__SOURCE MATERIAL__

↓↓↓

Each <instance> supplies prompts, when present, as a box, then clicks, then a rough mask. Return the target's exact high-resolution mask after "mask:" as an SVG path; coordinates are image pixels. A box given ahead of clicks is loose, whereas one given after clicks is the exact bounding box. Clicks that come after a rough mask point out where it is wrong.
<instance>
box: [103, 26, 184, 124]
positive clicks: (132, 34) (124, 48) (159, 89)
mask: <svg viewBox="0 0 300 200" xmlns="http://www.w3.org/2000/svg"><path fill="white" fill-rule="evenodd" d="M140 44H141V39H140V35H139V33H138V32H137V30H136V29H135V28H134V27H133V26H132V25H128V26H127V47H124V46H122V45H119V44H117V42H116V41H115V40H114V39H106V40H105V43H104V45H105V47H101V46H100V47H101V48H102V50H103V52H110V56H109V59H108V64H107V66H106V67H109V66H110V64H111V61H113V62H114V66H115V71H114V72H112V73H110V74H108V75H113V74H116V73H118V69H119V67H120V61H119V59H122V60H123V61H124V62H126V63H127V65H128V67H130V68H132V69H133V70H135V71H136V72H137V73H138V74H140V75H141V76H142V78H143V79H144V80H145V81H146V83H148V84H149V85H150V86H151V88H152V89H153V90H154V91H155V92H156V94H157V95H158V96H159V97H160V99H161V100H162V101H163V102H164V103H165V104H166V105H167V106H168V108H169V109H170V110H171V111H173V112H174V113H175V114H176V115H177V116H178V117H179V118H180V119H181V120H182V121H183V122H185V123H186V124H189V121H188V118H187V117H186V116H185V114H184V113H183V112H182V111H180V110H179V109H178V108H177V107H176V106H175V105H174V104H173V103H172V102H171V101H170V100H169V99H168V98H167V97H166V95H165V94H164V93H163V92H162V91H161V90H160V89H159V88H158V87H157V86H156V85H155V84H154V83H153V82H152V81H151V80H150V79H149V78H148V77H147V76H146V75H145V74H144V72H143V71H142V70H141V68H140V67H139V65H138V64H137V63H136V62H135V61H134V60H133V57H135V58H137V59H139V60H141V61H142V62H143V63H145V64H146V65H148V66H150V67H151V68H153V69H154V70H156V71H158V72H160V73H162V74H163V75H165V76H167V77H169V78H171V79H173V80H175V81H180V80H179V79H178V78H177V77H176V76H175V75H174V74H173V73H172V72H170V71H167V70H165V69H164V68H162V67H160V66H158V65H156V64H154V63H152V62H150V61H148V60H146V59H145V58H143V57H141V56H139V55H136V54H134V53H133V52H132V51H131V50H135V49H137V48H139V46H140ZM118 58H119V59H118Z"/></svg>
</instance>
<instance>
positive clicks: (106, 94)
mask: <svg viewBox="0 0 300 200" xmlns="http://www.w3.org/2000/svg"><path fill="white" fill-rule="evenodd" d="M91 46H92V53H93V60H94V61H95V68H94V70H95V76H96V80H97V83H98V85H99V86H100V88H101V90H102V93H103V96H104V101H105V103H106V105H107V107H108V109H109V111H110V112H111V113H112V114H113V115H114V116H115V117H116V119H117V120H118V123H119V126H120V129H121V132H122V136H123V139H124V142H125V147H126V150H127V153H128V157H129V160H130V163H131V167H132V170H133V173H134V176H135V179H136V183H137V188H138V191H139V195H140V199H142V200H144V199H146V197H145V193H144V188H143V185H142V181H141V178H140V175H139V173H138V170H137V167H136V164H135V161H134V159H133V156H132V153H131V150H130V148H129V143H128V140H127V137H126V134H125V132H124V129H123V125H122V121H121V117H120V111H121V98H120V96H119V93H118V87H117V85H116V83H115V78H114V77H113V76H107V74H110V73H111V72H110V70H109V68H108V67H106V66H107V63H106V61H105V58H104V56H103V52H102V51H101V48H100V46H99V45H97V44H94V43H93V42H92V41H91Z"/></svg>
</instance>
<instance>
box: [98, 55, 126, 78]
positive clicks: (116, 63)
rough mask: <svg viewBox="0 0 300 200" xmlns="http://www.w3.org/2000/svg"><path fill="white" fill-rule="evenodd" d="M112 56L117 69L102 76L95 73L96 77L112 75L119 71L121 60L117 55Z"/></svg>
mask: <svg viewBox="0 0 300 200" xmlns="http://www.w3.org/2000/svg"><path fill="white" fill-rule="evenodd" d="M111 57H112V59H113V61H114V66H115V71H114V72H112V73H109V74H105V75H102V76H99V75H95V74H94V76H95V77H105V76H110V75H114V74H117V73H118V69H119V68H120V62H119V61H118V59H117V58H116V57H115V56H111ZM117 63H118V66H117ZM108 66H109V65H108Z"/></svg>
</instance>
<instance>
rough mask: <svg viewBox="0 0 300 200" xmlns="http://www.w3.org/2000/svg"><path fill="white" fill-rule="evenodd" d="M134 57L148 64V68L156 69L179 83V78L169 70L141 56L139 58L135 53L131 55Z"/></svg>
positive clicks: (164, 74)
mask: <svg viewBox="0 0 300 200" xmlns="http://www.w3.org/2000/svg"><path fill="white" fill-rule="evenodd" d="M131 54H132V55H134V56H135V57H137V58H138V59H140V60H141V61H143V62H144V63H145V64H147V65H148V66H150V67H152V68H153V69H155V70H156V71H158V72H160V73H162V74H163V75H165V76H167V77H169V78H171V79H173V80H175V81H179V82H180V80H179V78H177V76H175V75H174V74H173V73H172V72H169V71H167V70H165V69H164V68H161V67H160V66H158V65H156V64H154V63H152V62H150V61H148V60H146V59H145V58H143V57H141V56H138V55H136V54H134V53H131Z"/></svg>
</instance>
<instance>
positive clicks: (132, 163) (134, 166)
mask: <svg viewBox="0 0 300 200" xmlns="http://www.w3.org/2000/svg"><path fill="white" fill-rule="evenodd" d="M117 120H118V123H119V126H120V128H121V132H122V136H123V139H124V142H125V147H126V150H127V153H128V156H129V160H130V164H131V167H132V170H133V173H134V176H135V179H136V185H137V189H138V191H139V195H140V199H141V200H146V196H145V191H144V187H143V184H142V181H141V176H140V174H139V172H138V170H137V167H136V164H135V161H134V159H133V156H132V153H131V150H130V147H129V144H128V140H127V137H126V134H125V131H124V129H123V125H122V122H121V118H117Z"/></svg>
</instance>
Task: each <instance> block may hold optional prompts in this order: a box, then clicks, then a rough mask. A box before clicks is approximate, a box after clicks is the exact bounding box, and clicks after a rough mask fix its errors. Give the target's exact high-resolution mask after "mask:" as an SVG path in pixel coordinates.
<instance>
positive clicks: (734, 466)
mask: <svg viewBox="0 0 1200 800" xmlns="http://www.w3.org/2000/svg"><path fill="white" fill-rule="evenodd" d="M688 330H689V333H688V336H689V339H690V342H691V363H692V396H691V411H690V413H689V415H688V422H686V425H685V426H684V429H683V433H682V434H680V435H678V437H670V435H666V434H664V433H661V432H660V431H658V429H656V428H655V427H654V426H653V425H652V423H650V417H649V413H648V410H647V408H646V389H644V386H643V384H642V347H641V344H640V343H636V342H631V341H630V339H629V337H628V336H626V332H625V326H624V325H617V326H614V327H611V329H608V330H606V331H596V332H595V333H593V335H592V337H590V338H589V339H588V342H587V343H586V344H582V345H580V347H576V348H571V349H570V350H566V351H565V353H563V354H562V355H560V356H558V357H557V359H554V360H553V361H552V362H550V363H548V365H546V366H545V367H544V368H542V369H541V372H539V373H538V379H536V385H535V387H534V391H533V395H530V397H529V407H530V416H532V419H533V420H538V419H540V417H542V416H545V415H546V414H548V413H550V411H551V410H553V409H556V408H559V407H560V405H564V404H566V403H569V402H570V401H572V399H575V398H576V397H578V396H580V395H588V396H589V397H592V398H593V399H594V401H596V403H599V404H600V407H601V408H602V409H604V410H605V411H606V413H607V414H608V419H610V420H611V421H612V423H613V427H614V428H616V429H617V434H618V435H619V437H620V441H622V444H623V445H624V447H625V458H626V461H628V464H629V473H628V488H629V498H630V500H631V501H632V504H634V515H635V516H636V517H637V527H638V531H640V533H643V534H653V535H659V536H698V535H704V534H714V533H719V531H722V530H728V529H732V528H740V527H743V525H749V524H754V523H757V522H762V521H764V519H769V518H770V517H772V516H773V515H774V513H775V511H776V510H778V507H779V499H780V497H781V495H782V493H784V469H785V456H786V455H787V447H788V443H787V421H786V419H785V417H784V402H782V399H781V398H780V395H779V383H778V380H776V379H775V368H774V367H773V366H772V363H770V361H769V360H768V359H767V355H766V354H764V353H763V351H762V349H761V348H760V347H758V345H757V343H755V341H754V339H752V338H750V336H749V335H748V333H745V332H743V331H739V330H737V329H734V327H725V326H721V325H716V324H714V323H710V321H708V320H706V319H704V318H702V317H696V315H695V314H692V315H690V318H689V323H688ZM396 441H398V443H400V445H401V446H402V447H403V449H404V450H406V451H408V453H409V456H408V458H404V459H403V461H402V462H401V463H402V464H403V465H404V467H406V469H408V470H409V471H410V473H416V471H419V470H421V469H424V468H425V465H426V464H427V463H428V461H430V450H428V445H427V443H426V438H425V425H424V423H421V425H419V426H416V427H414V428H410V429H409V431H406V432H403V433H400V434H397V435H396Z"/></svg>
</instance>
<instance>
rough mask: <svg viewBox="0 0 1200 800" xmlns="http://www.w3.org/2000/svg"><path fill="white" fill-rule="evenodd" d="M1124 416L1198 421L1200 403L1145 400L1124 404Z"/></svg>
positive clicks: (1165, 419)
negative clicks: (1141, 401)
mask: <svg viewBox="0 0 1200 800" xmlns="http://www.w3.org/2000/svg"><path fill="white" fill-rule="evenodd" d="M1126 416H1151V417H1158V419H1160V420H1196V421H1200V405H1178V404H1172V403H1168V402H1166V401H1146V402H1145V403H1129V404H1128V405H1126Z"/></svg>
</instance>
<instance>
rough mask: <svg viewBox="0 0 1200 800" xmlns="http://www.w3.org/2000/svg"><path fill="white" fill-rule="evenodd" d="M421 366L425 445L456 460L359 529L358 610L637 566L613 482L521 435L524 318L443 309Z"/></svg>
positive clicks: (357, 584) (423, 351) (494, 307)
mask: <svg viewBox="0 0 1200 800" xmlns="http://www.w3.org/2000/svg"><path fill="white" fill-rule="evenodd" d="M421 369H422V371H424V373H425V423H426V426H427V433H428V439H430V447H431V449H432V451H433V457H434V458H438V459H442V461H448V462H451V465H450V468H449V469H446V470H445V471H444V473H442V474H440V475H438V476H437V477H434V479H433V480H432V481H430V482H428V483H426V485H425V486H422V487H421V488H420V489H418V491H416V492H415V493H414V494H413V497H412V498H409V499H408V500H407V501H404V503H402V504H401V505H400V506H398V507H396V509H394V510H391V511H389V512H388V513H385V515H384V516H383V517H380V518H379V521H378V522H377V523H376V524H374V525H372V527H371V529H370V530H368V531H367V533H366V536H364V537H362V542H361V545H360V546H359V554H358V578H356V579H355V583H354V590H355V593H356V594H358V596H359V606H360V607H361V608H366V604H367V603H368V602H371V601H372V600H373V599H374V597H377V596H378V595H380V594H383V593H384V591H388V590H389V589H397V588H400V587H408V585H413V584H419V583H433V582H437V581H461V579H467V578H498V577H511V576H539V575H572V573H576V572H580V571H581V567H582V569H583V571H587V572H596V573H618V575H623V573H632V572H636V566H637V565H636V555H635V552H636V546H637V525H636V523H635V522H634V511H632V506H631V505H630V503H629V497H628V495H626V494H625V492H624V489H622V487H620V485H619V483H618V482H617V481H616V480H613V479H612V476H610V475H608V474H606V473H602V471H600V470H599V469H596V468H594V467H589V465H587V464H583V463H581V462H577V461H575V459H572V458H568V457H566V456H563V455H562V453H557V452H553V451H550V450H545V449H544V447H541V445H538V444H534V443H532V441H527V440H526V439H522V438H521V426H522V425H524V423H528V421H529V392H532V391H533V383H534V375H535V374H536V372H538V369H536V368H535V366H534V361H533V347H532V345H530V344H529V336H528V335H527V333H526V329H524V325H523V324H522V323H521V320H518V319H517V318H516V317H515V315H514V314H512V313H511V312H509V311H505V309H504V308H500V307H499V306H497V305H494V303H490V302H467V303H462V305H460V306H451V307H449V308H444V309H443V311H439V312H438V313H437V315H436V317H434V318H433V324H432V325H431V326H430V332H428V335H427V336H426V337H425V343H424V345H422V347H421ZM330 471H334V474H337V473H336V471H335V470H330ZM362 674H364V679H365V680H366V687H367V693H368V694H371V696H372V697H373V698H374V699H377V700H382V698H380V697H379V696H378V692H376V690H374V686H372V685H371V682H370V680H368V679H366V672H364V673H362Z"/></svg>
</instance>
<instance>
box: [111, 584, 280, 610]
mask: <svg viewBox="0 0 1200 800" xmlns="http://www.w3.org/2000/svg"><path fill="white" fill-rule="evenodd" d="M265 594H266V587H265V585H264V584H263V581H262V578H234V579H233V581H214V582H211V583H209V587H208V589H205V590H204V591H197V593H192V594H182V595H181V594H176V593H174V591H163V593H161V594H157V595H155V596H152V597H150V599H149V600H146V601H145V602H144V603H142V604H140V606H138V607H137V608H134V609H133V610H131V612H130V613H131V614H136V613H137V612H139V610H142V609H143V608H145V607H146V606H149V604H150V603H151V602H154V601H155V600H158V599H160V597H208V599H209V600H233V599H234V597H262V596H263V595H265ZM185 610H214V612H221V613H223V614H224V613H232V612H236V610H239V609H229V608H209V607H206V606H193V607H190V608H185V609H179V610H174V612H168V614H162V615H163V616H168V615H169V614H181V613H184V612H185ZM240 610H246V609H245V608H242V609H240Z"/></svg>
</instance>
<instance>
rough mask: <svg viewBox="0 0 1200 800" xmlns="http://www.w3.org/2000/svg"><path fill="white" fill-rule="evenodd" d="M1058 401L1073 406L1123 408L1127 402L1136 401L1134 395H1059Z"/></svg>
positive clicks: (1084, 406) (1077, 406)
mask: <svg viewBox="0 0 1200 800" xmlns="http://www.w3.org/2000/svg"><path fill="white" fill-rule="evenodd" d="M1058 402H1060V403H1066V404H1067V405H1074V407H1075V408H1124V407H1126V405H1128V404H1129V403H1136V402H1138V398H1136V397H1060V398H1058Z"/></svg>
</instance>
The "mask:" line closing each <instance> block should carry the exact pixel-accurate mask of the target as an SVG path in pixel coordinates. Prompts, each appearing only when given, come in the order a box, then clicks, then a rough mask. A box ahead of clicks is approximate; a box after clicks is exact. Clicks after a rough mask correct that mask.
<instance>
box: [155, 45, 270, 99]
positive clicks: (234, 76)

↑↑↑

__WHAT TO DO__
Please output the part of the entries that runs from their very start through the line containing "positive clicks: (132, 34)", inclusive, as a JSON list of strings with one string per line and blank lines omitted.

__OUTPUT FOR THIS EXERCISE__
[
  "Each <instance> supplies prompts, when present, as a box, then clicks, then a rough mask. Return the target's exact high-resolution mask after \"mask:\" as an SVG path; coordinates are image pixels. A box given ahead of clicks is loose, whereas one given after clicks is the exact bounding box. Clicks that come after a rough mask point out where it is wrong.",
  "<instance>",
  "box: [103, 26, 184, 124]",
  "positive clicks: (132, 34) (124, 48) (159, 89)"
]